• [Exercise task] Drop the images; return everything else in the listing below exactly.

• [Supplied information]
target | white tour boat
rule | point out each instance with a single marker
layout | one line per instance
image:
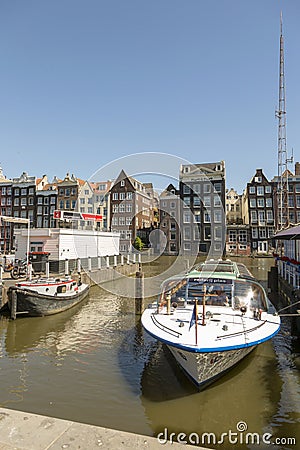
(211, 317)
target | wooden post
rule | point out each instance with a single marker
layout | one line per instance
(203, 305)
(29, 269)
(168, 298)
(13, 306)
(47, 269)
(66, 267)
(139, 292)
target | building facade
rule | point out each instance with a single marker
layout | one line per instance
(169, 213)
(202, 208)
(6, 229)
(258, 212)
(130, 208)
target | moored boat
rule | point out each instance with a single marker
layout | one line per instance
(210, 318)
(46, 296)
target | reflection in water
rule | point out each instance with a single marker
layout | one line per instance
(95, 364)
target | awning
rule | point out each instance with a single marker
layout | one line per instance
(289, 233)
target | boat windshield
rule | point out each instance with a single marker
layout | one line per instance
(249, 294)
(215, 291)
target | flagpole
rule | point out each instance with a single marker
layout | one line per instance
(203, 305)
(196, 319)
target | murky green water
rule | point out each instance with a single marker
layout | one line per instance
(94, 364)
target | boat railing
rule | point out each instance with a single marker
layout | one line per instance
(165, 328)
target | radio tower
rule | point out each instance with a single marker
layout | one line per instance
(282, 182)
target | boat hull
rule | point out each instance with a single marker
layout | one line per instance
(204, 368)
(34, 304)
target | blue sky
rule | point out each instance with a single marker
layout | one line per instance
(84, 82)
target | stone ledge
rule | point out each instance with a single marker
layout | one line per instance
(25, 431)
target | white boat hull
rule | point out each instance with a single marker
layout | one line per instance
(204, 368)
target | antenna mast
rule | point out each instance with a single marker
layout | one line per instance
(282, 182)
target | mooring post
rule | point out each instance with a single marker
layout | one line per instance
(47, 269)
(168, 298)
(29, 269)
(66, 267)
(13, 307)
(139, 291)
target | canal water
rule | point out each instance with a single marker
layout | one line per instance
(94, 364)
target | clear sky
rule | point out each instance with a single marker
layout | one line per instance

• [Correct answer]
target | white tour boat
rule | point out each instance with a single marker
layout | one line per instance
image:
(211, 317)
target | wooden post
rule | point out each instance with a single marker
layout | one line per instance
(203, 305)
(29, 269)
(168, 298)
(13, 306)
(47, 269)
(66, 267)
(139, 292)
target | building facade
rule | point out each instance with a single marker
layout | one line per instance
(169, 213)
(202, 208)
(6, 229)
(258, 212)
(130, 208)
target | moored boat
rule | point out each instance with a single marker
layout | one line per instance
(210, 318)
(46, 296)
target | reflection in water
rule | point out each instance with a single marker
layout | one line per instance
(95, 364)
target | awning
rule | point out each instance with a single marker
layout | one line per instance
(289, 233)
target | boat windshield
rule | point out each instance with a single marker
layout | one line per instance
(249, 294)
(215, 291)
target | flagpole
rule | point out each instance with a single marker
layout | one line per instance
(203, 305)
(196, 319)
target | murky green water
rule | point out each instance with a single marker
layout | one line per instance
(94, 364)
target | boat railing
rule | point out each instance with a single marker
layout | one line per instance
(165, 328)
target | radio tower
rule | point out each instance with a single marker
layout | one line per instance
(282, 182)
target | boat hull
rule | point out each instance with a single marker
layout | one line per instance
(204, 368)
(34, 304)
target | blue sky
rule | point out each instance with a single marker
layout | one line per instance
(84, 82)
target | stone ledge
rule | point out each instance with a single marker
layout | one line per instance
(25, 431)
target | white boat hull
rule | point out each instance with a single marker
layout | one line per instance
(204, 368)
target | antenna mast
rule | point out each instance with a single marker
layout | one line per instance
(282, 182)
target | mooring post
rule | point out each instance with a single marker
layout | one line per instance
(47, 269)
(168, 298)
(29, 269)
(66, 267)
(13, 307)
(139, 291)
target | canal water
rule | point out each instance with a single marker
layout | one line per instance
(94, 364)
target | clear sky
rule | point out each instance with a single marker
layout | one line per instance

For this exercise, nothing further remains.